## Location annotation dataset excerpts
▼

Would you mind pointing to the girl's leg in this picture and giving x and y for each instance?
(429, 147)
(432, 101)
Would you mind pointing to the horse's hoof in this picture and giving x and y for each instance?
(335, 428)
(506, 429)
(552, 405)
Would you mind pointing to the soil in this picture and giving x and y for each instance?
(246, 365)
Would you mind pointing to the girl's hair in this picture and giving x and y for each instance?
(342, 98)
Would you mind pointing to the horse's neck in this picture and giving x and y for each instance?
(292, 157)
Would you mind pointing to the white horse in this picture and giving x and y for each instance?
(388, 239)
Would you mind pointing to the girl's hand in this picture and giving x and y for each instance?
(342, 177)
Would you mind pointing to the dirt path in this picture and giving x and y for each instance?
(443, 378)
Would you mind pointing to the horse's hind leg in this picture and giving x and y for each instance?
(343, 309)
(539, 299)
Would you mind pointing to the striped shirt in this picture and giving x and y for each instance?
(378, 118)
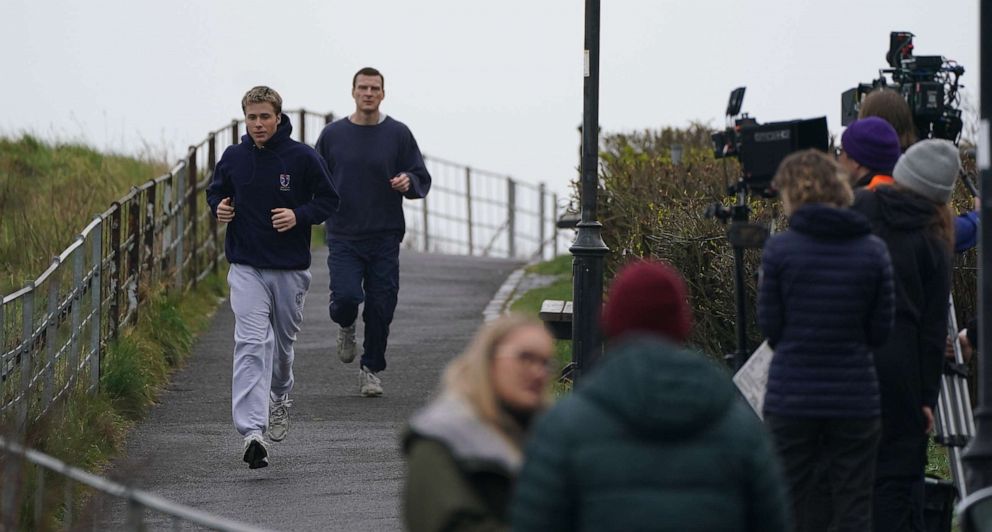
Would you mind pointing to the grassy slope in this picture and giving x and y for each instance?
(48, 193)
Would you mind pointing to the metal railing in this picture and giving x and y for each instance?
(54, 331)
(477, 212)
(138, 502)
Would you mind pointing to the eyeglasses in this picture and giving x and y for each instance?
(532, 359)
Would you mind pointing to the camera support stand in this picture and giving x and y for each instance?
(955, 422)
(742, 235)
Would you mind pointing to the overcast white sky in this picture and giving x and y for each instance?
(496, 85)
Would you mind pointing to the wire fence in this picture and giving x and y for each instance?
(55, 330)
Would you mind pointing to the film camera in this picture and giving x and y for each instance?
(929, 83)
(761, 147)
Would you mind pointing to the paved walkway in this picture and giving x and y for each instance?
(340, 467)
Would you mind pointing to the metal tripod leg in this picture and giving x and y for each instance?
(955, 423)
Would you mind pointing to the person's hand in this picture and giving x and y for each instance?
(400, 183)
(283, 219)
(225, 210)
(927, 420)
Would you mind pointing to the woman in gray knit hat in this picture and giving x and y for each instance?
(914, 219)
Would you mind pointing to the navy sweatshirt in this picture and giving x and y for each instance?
(361, 161)
(825, 301)
(284, 173)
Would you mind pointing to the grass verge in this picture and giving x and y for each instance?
(89, 430)
(560, 288)
(49, 190)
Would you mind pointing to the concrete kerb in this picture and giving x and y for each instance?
(517, 284)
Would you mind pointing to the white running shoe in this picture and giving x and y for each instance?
(346, 343)
(369, 384)
(279, 417)
(255, 452)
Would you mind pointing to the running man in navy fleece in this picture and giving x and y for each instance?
(269, 190)
(374, 163)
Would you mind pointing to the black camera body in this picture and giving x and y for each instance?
(761, 147)
(929, 83)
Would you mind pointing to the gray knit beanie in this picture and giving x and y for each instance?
(929, 168)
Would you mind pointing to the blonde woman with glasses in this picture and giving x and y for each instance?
(465, 448)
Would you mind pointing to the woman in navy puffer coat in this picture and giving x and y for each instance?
(825, 301)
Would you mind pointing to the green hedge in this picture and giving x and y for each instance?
(652, 207)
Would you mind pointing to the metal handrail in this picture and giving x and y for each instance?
(135, 497)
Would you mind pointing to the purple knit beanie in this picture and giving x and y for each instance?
(873, 143)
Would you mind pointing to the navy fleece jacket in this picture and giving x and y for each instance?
(361, 161)
(284, 173)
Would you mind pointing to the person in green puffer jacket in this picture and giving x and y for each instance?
(655, 438)
(464, 449)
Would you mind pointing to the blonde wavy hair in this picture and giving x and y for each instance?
(262, 94)
(890, 106)
(470, 374)
(811, 176)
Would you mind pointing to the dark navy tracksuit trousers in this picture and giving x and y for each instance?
(366, 271)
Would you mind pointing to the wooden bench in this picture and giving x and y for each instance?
(557, 315)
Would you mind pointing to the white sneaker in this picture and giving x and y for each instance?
(279, 417)
(255, 452)
(369, 384)
(346, 343)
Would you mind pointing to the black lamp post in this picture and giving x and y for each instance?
(978, 455)
(588, 250)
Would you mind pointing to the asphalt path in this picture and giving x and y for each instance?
(340, 468)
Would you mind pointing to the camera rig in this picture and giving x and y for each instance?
(929, 83)
(761, 147)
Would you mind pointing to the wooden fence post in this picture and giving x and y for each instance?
(511, 217)
(468, 209)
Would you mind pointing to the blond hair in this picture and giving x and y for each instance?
(470, 374)
(811, 176)
(262, 94)
(890, 106)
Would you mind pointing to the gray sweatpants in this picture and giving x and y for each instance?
(268, 312)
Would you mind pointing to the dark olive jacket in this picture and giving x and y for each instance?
(460, 471)
(656, 438)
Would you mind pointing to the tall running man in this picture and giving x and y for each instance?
(269, 189)
(374, 163)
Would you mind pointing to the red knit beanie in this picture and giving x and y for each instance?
(647, 296)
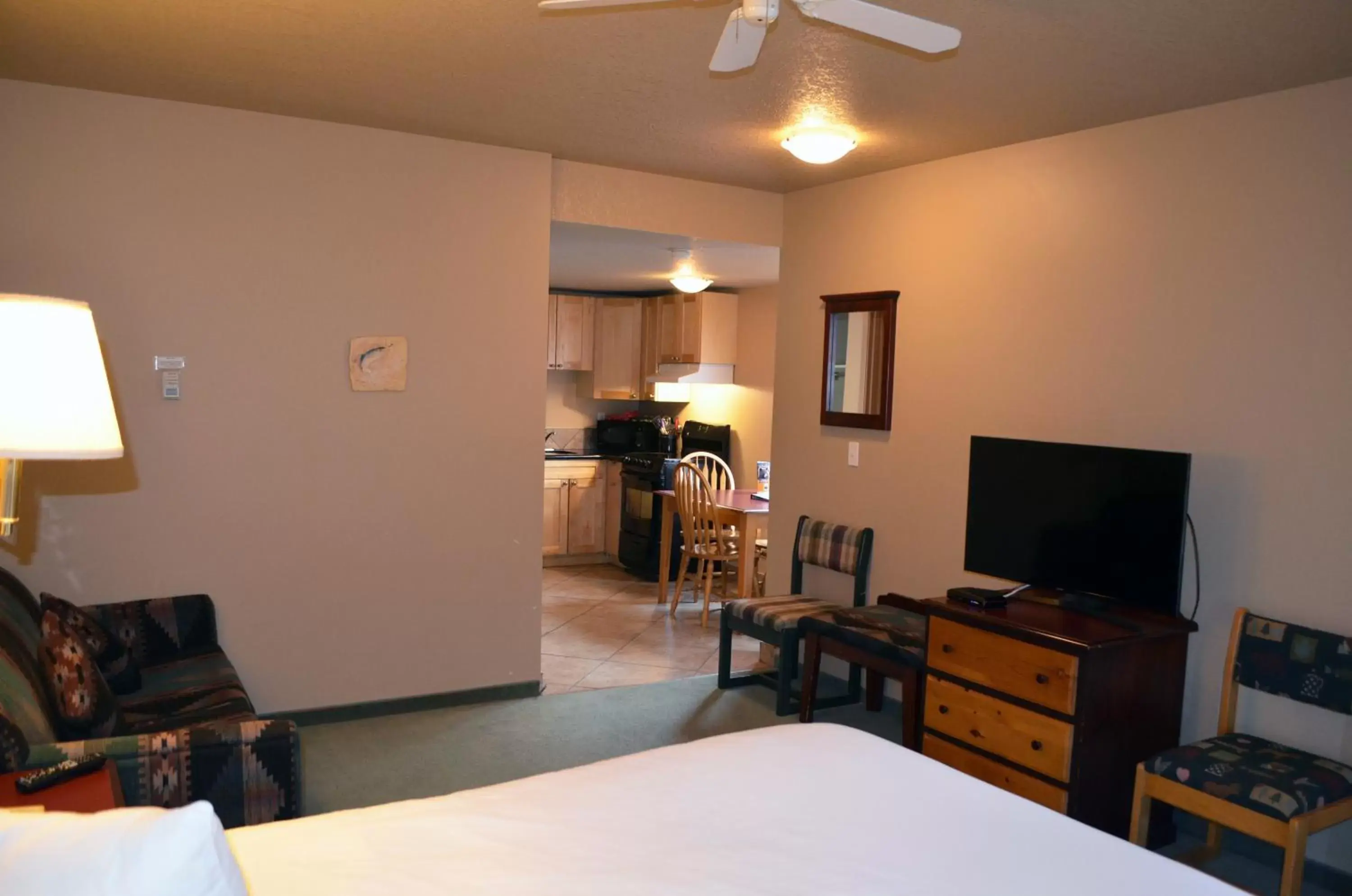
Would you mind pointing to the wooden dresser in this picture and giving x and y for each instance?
(1054, 704)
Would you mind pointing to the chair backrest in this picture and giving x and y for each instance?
(1292, 661)
(701, 519)
(833, 546)
(714, 468)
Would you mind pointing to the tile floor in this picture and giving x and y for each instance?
(602, 627)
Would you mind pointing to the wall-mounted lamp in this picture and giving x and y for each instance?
(55, 398)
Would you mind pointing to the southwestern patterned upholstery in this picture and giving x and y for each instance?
(778, 613)
(1293, 661)
(1256, 773)
(831, 545)
(190, 730)
(1302, 792)
(83, 700)
(14, 746)
(774, 619)
(117, 664)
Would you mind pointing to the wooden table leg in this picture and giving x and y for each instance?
(745, 565)
(910, 710)
(664, 549)
(812, 665)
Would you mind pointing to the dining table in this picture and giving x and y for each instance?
(741, 510)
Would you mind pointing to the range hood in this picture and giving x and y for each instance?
(693, 374)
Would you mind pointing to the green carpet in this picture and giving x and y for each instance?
(352, 764)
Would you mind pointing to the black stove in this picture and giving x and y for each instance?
(645, 464)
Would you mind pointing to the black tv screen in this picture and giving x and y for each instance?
(1083, 519)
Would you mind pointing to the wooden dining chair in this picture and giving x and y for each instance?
(714, 468)
(1251, 784)
(708, 539)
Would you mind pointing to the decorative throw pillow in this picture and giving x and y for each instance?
(117, 664)
(14, 746)
(84, 702)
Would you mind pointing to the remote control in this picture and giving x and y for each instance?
(53, 775)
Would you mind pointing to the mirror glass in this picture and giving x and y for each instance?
(858, 363)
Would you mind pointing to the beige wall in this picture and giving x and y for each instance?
(617, 198)
(359, 545)
(748, 403)
(1175, 283)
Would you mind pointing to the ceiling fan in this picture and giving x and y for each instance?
(745, 29)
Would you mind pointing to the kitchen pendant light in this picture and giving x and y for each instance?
(686, 278)
(820, 144)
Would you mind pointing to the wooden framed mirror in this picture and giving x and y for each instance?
(858, 360)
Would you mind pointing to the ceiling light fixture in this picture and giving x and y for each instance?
(820, 144)
(686, 278)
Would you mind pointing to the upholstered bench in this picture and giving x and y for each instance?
(774, 619)
(887, 641)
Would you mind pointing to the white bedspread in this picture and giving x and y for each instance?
(806, 809)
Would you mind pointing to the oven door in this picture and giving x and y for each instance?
(636, 504)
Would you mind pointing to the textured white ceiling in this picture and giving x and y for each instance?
(630, 87)
(614, 260)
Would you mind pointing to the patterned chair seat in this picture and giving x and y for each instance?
(1256, 773)
(885, 631)
(781, 613)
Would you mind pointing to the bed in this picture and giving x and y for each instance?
(805, 809)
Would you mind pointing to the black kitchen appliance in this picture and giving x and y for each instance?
(706, 437)
(643, 473)
(636, 436)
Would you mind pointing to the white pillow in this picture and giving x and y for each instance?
(142, 852)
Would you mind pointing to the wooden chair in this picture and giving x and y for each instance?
(1250, 784)
(714, 468)
(775, 619)
(708, 538)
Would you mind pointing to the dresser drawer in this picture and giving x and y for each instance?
(993, 772)
(1020, 736)
(1016, 668)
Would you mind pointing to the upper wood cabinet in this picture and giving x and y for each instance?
(618, 370)
(697, 329)
(571, 322)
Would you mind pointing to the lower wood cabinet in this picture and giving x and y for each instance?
(575, 508)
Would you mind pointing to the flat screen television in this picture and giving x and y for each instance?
(1102, 522)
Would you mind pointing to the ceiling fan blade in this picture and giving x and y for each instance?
(889, 25)
(740, 45)
(589, 5)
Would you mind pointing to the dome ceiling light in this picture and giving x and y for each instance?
(686, 278)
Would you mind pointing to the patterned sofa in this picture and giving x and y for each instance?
(192, 731)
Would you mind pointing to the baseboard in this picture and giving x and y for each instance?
(375, 709)
(1331, 879)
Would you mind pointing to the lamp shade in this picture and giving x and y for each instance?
(55, 398)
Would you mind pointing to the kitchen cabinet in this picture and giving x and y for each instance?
(570, 334)
(575, 508)
(556, 515)
(587, 515)
(614, 492)
(618, 361)
(697, 329)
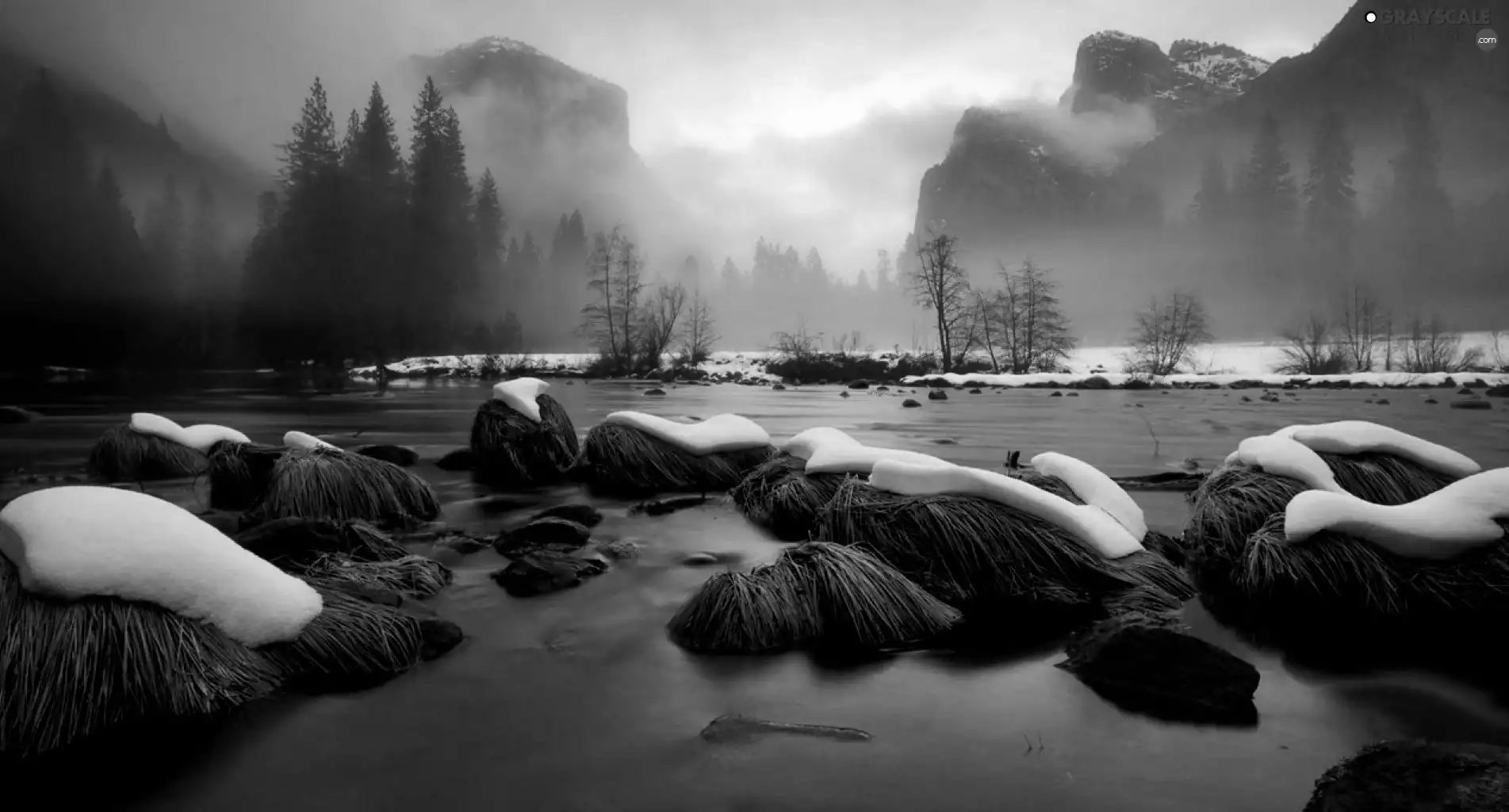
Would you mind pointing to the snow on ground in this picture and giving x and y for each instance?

▲

## YOUR TASK
Copy out the rows word for word from the line with "Would you mind pointing to the patterned sofa" through the last row, omitting the pictures.

## FINISHED TASK
Would you mind pointing to the patterned sofa in this picture and giving x and y for each instance?
(192, 731)
Would you mind pointing to the baseboard in this picture and giving x and y for each instance?
(375, 709)
(1331, 879)
Would you mind pointing to the lamp shade in this picture and giving x and y for each instance?
(55, 398)
Would you mind pointing to the kitchen cabinet in this picture and giving x and y for each instance?
(570, 334)
(575, 508)
(556, 515)
(587, 515)
(614, 492)
(618, 361)
(697, 329)
Would you mind pointing to the snow on ground in this picture and giving x and y for each instance?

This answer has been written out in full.